━━ DOCUMENT

Un immense camp américain pousse à Gièvres en 1917

Loir-et-Cher, Gièvres, Noyers-sur-Cher, Romorantin-Lanthenay, Dans les pas des soldats de la guerre 14-18

27/09/2013 05:38
Un très important camp d'aviation se trouvait du côté de Pruniers. Pour cette cérémonie, on voit, mélangés, des soldats américains et français, et même des élégantes !                      
Un très important camp d'aviation se trouvait du côté de Pruniers. Pour cette cérémonie, on voit, mélangés, des soldats américains et français, et même des élégantes !

Pour assurer le maintien de 2 millions de soldats américains en France, c’est un camp extraordinaire de 145 hectares qui a poussé de toutes pièces à Gièvres.

Le 7 mai 1915 du côté de l'Irlande, le sous-marin allemand qui coule le paquebot Lusitania n'a pas le nez creux. Au moins 128 touristes américains vont aux poissons, scandalisant les esprits outre-atlantique.

Plus tard, les Allemands déclarent la guerre sous-marine à outrance. Une certaine idée de la liberté et de la démocratie achève de faire basculer les USA dans le camp français. « L'Amérique doit donner son sang pour les principes qui l'ont vu naître » résume le président Wilson. Certes, des Américains ne l'avaient pas attendu pour s'engager dans le conflit à titre personnel. Notamment les aviateurs de l'escadrille La Fayette, souvenir si cher au cœur des « Sammies ». Par dizaines de milliers les Américains affluent dans les ports d'Atlantique et de Méditerranée. Il faut les nourrir et les équiper avant leur départ vers le front. C'est pourquoi existent des camps de transit, et le plus grand d'entre eux se trouve à Gièvres.

━━━━
━━ RELEVÉ

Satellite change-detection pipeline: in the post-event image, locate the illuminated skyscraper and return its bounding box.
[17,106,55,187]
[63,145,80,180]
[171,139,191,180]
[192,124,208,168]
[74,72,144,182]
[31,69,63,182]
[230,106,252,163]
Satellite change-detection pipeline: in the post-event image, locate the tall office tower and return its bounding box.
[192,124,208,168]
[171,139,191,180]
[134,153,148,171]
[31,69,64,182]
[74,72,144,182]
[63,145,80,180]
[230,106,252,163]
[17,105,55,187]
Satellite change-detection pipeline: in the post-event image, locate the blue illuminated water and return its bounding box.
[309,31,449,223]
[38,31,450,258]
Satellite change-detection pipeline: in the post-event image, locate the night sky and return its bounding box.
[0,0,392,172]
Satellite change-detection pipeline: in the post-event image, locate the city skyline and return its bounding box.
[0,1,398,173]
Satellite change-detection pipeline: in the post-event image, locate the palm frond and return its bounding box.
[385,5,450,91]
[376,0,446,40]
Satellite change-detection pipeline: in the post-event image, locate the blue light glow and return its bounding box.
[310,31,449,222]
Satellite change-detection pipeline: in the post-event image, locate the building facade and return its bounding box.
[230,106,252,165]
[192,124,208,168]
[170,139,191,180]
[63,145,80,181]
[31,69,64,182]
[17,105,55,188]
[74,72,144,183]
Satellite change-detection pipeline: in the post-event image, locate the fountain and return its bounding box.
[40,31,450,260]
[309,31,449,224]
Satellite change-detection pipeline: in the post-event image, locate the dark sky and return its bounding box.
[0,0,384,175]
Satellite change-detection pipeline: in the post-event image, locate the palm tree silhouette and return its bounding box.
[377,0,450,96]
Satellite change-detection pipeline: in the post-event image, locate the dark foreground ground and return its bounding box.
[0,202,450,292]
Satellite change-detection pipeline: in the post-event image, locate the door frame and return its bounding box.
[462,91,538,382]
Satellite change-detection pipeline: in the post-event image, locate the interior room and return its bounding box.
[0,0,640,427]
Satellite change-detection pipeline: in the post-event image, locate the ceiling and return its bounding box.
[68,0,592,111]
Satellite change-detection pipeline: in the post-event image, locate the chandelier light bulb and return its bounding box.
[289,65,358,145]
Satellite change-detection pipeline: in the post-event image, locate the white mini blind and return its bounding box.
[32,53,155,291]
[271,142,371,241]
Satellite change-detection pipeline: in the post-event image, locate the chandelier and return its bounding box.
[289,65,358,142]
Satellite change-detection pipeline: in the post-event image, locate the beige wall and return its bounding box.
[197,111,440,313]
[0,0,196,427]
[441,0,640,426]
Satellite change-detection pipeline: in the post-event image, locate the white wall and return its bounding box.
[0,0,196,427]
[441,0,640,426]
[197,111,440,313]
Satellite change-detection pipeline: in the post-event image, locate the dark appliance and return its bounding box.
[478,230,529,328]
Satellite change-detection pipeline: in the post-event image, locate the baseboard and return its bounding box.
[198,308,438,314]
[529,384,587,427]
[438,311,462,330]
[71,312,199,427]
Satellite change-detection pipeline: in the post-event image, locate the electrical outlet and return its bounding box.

━━━━

_SÉRIE DE TÂCHES_.
1. Indiquez si chacune des affirmations suivantes concorde avec l'article sur le camp de Gièvres, en répondant par oui ou par non et en citant fidèlement les mots décisifs du texte. (a) Le camp de Gièvres couvrait 145 hectares. (b) Au moins 200 touristes américains périssent lors du naufrage du Lusitania. (c) Le camp de Gièvres était le plus petit des camps de transit.
2. D'après l'article sur le camp de Gièvres, quel président déclare que l'Amérique doit donner son sang pour les principes qui l'ont vu naître ?
Les lignes n'interviennent en rien dans cet exercice.

_RÉPONSES PAR TÂCHE_.
1.
(a) Oui : « un camp extraordinaire de 145 hectares qui a poussé de toutes pièces à Gièvres ».
(b) Non : « Au moins 128 touristes américains vont aux poissons ».
(c) Non : « le plus grand d'entre eux se trouve à Gièvres ».

2. Le président Wilson.